> [Excerpt to read]:
──────────────────────────────

Loud, Grunge, and… Confused

The Grunge follows the same format as the rest of the Digitech budget-yet-refined-classics line — four knobs, solid enclosure, familiar layout. But instead of the usual Level, Gain, Low, and High, we’ve got Loud and Grunge. How very late-’90s.

I couldn’t help but feel a strange sense of déjà vu when I saw those control names. They reminded me of the BB Blaster, one of those cheap, plasticky practice amps that haunted bedrooms everywhere back in the day. The ones with “edgy” control labels like Beef, Tweak, and Enjoy. The controls were names were a perfect metaphor for the amp itself; confusing and difficult to work, with no real payoff. Those amps littered bedrooms across the nation and were often the perfect partner to a not-quite-branded Strat copy. Those amps were probably responsible for putting more people off realising their rock and roll dreams than any other piece of musical equipment out there. Now this reminiscence might seem like an odd tangent, but dear reader let me tell you, this is what we call foreshadowing....

──────────────────────────────

> [Information]:
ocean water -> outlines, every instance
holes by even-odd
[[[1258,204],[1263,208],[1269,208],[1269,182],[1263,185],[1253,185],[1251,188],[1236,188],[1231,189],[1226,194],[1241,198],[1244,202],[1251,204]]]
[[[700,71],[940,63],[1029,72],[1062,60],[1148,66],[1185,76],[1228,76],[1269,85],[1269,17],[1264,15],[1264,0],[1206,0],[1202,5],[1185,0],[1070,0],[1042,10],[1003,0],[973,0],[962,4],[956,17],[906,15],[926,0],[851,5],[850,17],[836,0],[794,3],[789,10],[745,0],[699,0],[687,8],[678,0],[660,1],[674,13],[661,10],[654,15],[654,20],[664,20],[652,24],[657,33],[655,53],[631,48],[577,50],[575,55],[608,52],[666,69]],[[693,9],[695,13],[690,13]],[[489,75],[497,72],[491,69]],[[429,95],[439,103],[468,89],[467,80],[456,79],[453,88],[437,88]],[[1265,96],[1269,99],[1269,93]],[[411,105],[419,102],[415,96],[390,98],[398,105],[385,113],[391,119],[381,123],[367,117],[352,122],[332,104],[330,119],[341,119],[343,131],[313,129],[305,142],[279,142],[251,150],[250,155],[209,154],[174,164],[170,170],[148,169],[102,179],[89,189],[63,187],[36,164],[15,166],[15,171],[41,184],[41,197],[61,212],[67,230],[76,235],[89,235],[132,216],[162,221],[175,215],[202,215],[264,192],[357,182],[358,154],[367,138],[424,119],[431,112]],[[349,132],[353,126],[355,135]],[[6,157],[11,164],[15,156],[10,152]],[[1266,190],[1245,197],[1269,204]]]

──────────────────────────────

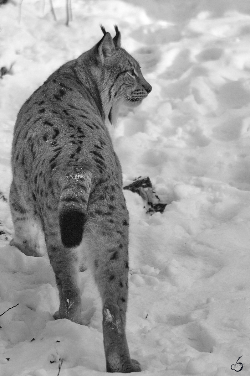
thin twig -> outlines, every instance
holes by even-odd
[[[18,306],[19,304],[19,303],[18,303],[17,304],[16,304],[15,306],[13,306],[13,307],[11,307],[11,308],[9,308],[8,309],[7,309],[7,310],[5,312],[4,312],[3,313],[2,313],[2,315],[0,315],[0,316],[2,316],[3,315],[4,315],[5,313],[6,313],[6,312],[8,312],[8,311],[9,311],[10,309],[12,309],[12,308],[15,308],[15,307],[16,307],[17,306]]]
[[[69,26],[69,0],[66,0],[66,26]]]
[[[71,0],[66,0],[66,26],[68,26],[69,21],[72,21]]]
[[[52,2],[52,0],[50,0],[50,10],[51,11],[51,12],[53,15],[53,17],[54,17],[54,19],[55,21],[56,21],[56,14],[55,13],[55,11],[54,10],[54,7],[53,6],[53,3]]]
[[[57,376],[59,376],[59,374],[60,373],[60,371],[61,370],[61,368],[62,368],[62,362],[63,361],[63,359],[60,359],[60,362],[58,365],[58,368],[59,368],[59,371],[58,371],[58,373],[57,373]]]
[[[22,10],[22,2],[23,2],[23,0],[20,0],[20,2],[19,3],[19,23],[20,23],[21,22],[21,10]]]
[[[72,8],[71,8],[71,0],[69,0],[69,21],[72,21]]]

──────────────────────────────

> [Exercise instructions]:
[A] Please repeat the Grunge pedal review word for word, between "I couldn’t help" and "we call foreshadowing....", inclusive.
[B] In the Grunge pedal review, which two controls does the Grunge have in place of the usual Level, Gain, Low, and High?
[C] Pick up the Grunge pedal review after its final sentence and keep writing it.

> [Responses for each task]:
[A]
I couldn’t help but feel a strange sense of déjà vu when I saw those control names. They reminded me of the BB Blaster, one of those cheap, plasticky practice amps that haunted bedrooms everywhere back in the day. The ones with “edgy” control labels like Beef, Tweak, and Enjoy. The controls were names were a perfect metaphor for the amp itself; confusing and difficult to work, with no real payoff. Those amps littered bedrooms across the nation and were often the perfect partner to a not-quite-branded Strat copy. Those amps were probably responsible for putting more people off realising their rock and roll dreams than any other piece of musical equipment out there. Now this reminiscence might seem like an odd tangent, but dear reader let me tell you, this is what we call foreshadowing....

[B] Loud and Grunge.

[C]
When I Was a Teenage Dirtbag…

I actually remember this pedal vividly from my early gig-going years. There was a local band of Nirvana-wannabes — flannel shirts, unwashed hair in their eyes, the whole lot — and their singer/guitarist had one of these lilac Digitech Grunge boxes strewn haphazardly on the stage in front of him (pedalboards weren't rock and roll, clearly - Kurt didn't have one). Back then, my ear wasn’t exactly refined; louder and angrier was better. I remember seeing him stomp on that thing and feeling like the heavens had opened.

Fast forward a couple of decades, and I plug mine in for the first time…

Well. Let’s just say nostalgia can be a liar.


Tone? What Tone?

I'm not going to sugar coat things here, this pedal sucks. It’s absolutely drenched in compression from the word go, with a wall of noise that only gets worse as you push the gain. The EQ section — normally the saving grace of this series — does its best to help, but there’s only so much it can do.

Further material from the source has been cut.